WHAT YOU WILL DO => This exercise calls for the data below to be retyped exactly, minus any images.

Items from a data source
»»

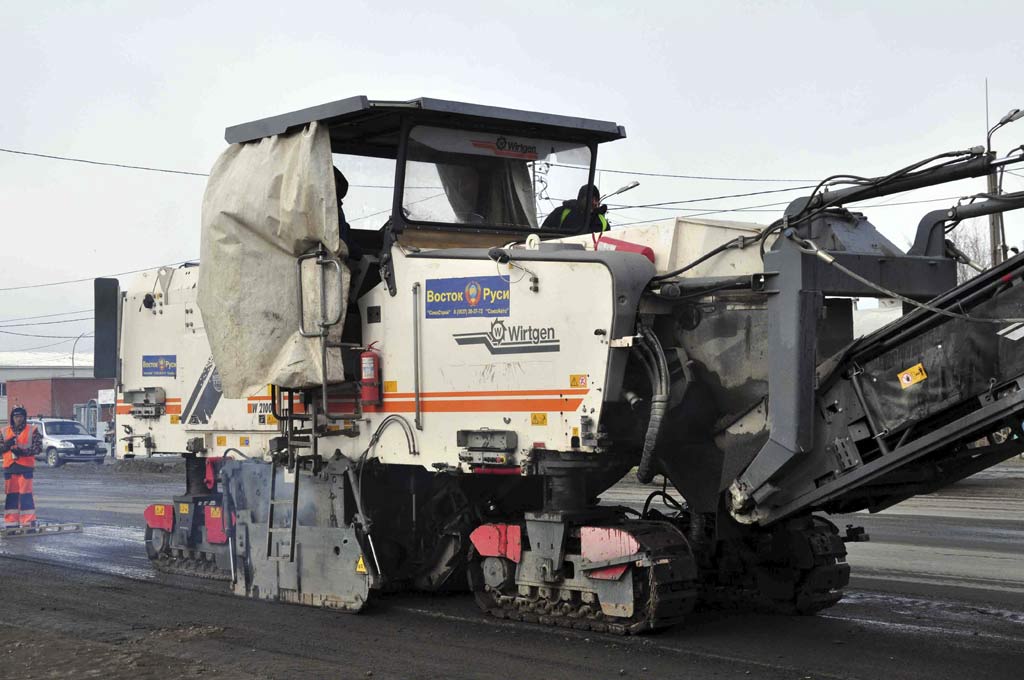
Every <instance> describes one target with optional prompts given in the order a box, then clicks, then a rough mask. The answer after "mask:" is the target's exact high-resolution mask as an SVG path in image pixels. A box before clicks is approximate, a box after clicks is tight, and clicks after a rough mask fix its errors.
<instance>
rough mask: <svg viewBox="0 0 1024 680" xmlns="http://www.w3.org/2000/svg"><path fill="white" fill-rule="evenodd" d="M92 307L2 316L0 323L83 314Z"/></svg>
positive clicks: (25, 320)
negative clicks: (31, 314) (33, 314)
mask: <svg viewBox="0 0 1024 680" xmlns="http://www.w3.org/2000/svg"><path fill="white" fill-rule="evenodd" d="M87 311H92V309H79V310H77V311H57V312H54V313H52V314H39V315H38V316H18V317H17V318H4V320H3V321H0V324H10V323H11V322H28V321H31V320H33V318H52V317H53V316H70V315H71V314H84V313H86V312H87Z"/></svg>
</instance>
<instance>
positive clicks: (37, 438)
mask: <svg viewBox="0 0 1024 680" xmlns="http://www.w3.org/2000/svg"><path fill="white" fill-rule="evenodd" d="M27 419H28V414H27V413H26V411H25V409H23V408H22V407H15V408H14V410H13V411H11V412H10V424H9V425H8V426H7V427H5V428H4V429H3V441H2V442H0V452H2V453H3V491H4V493H5V494H6V495H7V497H6V499H5V501H4V513H3V520H4V525H5V526H7V527H8V528H9V527H12V526H35V525H36V503H35V500H34V499H33V498H32V473H33V472H34V471H35V469H36V455H37V454H38V453H39V452H40V451H42V448H43V435H42V434H41V433H40V432H39V430H38V429H36V428H35V427H33V426H32V425H30V424H29V423H28V422H26V421H27Z"/></svg>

««

ANSWER TO THIS TASK =>
Every <instance> describes one target with optional prompts given in the order a box, then clicks, then a rough mask. The answer after "mask:" is the target's exact high-resolution mask as an SVG path in image pixels. A box before clicks is approximate, a box after clicks is tight, and clicks after a rough mask fix its errors.
<instance>
rough mask: <svg viewBox="0 0 1024 680" xmlns="http://www.w3.org/2000/svg"><path fill="white" fill-rule="evenodd" d="M92 307L2 316L0 323L83 314Z"/></svg>
positive clicks: (25, 320)
negative clicks: (31, 314) (33, 314)
mask: <svg viewBox="0 0 1024 680" xmlns="http://www.w3.org/2000/svg"><path fill="white" fill-rule="evenodd" d="M87 311H92V309H79V310H77V311H57V312H54V313H52V314H39V315H38V316H18V317H17V318H4V320H3V321H0V324H10V323H11V322H28V321H31V320H33V318H52V317H53V316H70V315H71V314H84V313H86V312H87Z"/></svg>
</instance>
<instance>
positive clicks: (37, 438)
mask: <svg viewBox="0 0 1024 680" xmlns="http://www.w3.org/2000/svg"><path fill="white" fill-rule="evenodd" d="M27 419H28V414H27V413H26V411H25V409H23V408H22V407H15V408H14V410H13V411H11V412H10V424H9V425H8V426H7V427H5V428H4V429H3V441H2V442H0V452H2V453H3V491H4V493H5V494H6V495H7V497H6V499H5V501H4V513H3V520H4V525H5V526H7V527H8V528H9V527H12V526H35V525H36V503H35V500H34V499H33V498H32V473H33V472H34V471H35V469H36V455H37V454H38V453H39V452H40V451H42V448H43V435H42V434H41V433H40V432H39V430H38V429H36V428H35V427H33V426H32V425H30V424H29V423H28V422H26V421H27Z"/></svg>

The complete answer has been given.